▸ WORK TO BE COMPLETED: Repeat the listing below line for line, exactly as shown.
------ DATA RECORDS ------
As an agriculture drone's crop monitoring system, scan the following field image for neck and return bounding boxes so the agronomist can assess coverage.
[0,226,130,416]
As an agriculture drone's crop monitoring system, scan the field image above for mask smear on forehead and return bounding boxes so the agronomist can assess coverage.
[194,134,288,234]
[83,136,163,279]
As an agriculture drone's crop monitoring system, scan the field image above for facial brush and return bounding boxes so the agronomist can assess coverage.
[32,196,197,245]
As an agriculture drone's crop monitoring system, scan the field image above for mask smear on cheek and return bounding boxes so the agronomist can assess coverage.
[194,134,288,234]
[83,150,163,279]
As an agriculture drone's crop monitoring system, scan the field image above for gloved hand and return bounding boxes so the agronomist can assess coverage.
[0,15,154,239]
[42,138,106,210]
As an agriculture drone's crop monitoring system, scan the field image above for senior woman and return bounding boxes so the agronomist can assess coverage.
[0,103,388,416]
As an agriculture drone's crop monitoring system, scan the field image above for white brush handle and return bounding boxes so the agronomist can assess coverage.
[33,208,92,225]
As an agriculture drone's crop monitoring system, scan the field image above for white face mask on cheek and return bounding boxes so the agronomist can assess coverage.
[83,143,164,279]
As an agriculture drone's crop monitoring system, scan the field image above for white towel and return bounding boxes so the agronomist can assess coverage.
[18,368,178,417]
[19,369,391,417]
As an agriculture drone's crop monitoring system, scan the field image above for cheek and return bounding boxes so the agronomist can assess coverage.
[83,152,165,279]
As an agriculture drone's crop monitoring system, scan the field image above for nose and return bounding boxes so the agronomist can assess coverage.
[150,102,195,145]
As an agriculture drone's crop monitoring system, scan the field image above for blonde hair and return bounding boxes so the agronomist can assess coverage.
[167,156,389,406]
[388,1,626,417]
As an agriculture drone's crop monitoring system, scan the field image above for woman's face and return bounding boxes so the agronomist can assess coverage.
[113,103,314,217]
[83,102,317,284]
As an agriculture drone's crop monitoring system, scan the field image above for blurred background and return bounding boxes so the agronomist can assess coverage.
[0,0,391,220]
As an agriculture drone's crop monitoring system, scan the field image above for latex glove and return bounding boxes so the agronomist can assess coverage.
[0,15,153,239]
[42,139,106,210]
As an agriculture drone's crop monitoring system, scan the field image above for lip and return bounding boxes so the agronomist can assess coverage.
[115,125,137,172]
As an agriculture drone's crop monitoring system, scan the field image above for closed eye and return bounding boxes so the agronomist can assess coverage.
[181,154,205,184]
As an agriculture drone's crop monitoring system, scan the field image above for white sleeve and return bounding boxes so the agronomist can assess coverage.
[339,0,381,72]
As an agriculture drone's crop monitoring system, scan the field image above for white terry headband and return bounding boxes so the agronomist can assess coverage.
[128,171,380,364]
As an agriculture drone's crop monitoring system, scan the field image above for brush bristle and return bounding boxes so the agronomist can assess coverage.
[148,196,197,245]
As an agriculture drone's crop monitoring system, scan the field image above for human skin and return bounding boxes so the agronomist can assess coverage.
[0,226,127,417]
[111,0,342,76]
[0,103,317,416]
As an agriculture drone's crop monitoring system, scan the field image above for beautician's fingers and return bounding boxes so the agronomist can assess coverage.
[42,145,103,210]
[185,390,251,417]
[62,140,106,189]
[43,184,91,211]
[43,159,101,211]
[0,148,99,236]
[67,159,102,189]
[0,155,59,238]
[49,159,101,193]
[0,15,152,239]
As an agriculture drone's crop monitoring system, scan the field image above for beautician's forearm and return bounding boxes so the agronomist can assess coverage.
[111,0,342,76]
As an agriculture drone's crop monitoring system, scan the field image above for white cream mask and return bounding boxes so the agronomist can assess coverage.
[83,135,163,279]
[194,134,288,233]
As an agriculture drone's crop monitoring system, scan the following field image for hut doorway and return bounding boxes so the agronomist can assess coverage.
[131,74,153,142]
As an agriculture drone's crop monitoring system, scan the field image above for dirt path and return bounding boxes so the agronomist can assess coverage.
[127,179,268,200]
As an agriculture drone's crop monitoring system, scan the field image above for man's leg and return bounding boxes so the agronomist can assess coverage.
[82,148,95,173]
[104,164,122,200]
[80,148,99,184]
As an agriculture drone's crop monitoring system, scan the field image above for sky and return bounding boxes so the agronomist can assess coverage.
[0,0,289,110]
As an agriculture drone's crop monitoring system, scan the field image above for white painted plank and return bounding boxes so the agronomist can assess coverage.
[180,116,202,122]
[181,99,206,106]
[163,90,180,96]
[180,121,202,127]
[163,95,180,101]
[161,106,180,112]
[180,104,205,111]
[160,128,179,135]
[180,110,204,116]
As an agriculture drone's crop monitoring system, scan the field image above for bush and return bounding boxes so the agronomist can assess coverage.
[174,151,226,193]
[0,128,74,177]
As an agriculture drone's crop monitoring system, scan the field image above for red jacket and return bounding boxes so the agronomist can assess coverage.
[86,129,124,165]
------
▸ REPLY:
As an agriculture drone's crop monitoring system, scan the following field image for neck and return bounding boxes so the agronomist can assess coverage.
[0,226,130,416]
As an agriculture drone's crop monitoring system, scan the field image above for mask smear on forehead and return bounding boxes so the agronomist can assess coverage.
[194,134,288,234]
[83,136,163,279]
As an agriculture drone's crop monitoring system, scan the field image above for facial brush and return bounding boxes so the agronomist can assess coverage.
[32,196,197,245]
As an agriculture drone's crop monitoring system, scan the field image above for mask smear on cheek and return bounding boxes so the agronomist can assess coverage.
[194,134,288,234]
[83,150,163,279]
As an agriculture drone's crop monitoring system, scan the field image above for gloved hand and return bounding boxes so the agronomist can assess coverage.
[0,15,154,239]
[42,138,106,210]
As an agriculture drone's crop monitoring system, scan the field image above for senior woman and return bounding boxes so the agronomist can assess coverage.
[0,103,388,416]
As an agriculture drone's crop monitoring system, scan the field image above for white brush handle and return bounding boxes so the agronomist can assess coverage.
[33,208,92,225]
As an agriculture drone's crop monitoring system, scan the field image above for white face mask on cheek and return bounding boxes so the agronomist can assess coverage.
[83,143,164,279]
As an agriculture drone's crop monitoring system, scan the field image above for white towel and return bounding boxes so the agronomist can assess coverage.
[18,368,178,417]
[19,369,391,417]
As an agriculture drone's crop monitoring system, scan the field image above for cheek and return bounding boxes so the agronomist can assess coverage.
[83,152,165,279]
As an agriculture drone's crop monitoring system, scan the field image above for nose and return bounding boxes so the agronomist can assess coverage.
[150,102,195,145]
As an agriculture drone's crop monitoring system, scan the field image above for blonde hair and return bounding boxes so the agronomist can assess coverage.
[167,156,389,406]
[388,1,626,417]
As an agriculture drone's crop monitoring system, scan the field image above for woman's face and return bounding boxes so the agronomist can assess coverage.
[113,103,314,217]
[83,102,317,284]
As an agriculture drone's crop monitoring system, scan the field image above for blurred background and return bounding boxes so the agronomist can assess coverage.
[0,0,391,220]
As an agriculture drone's crop monitoring system, scan the field image above for latex glove and return bounding boxes so the agronomist can assess coverage.
[0,15,153,239]
[42,139,106,210]
As an agriculture drone's crop monitoring system, scan the field image above for lip and return bounding boxes so the agronomist can assess coverage.
[115,125,137,172]
As an agriculture drone's crop monitoring system, scan the field image above for closed eye and return bounding boxes so the agronomist can assess coverage.
[181,154,205,184]
As an agriculture drone's crop monitoring system, scan the field image above for white sleeve and return bounding boxes so the agronomist can assess coverage.
[339,0,381,72]
As an agriculture drone's crop monitoring system, scan the field image above for white terry headband and return bounding boxes so the agronomist can assess coverage.
[128,171,380,364]
As an agriculture drone's crop monitoring system, scan the field image above for brush bristle and return bounding boxes so the agronomist can assess coverage.
[148,196,197,245]
As an agriculture drone's crop monitoring system, scan the field image above for human skin and return bounding boxes so the agronomist can assess coverage.
[0,226,127,417]
[111,0,342,76]
[0,103,317,416]
As an agriculture drone's crop monitoring system, scan the field image above for beautician's fingers and return bounding boxes so the agronomist can assess coverage.
[42,145,103,210]
[185,390,251,417]
[62,140,106,189]
[43,184,91,211]
[43,159,101,211]
[0,148,99,236]
[67,159,102,189]
[0,155,59,238]
[49,159,101,193]
[0,15,152,239]
As an agriculture drone's crop monitoring system, scan the field image above for beautician's forearm and return bounding boxes so the agronomist can assess coverage.
[111,0,342,76]
As an agriculture drone's crop monitoring system, scan the field image above for white cream mask and return bounding boxes so the agronomist can assess coverage.
[83,135,163,279]
[194,134,288,233]
As an agriculture drone's crop monitoring system, scan the following field image for hut doorway and return bounding boxes so the agronomist can assess coverage.
[131,74,153,142]
As an agriculture drone's crop monitoring system, scan the field image above for dirt path and return bounding boxes so the agronomist can assess coverage.
[127,179,268,200]
As an agriculture drone's crop monitoring system, scan the field image above for man's leg and return bounding boxes so the agronomist can assess coverage.
[82,148,95,173]
[104,164,122,200]
[80,148,99,184]
As an agriculture drone's crop monitoring system, scan the field image above for sky and return bounding boxes so the agronomist can assess coverage.
[0,0,289,110]
As an agriculture drone's crop monitoring system, scan the field image above for white painted plank and return bounding boxes so the agronomist can assess coverage.
[180,116,202,122]
[181,99,206,106]
[163,90,180,96]
[180,121,202,127]
[163,95,180,101]
[161,106,180,112]
[180,104,205,111]
[160,128,179,135]
[180,110,204,116]
As an agriculture drone's crop monitoring system, scan the field image above for bush and return bounding boxes so the agronomist can assess coverage.
[174,151,226,193]
[0,128,74,177]
As an agriculture drone's crop monitoring system, scan the field image above for red jacket and return bounding boxes so the agronomist can assess coverage.
[86,129,124,165]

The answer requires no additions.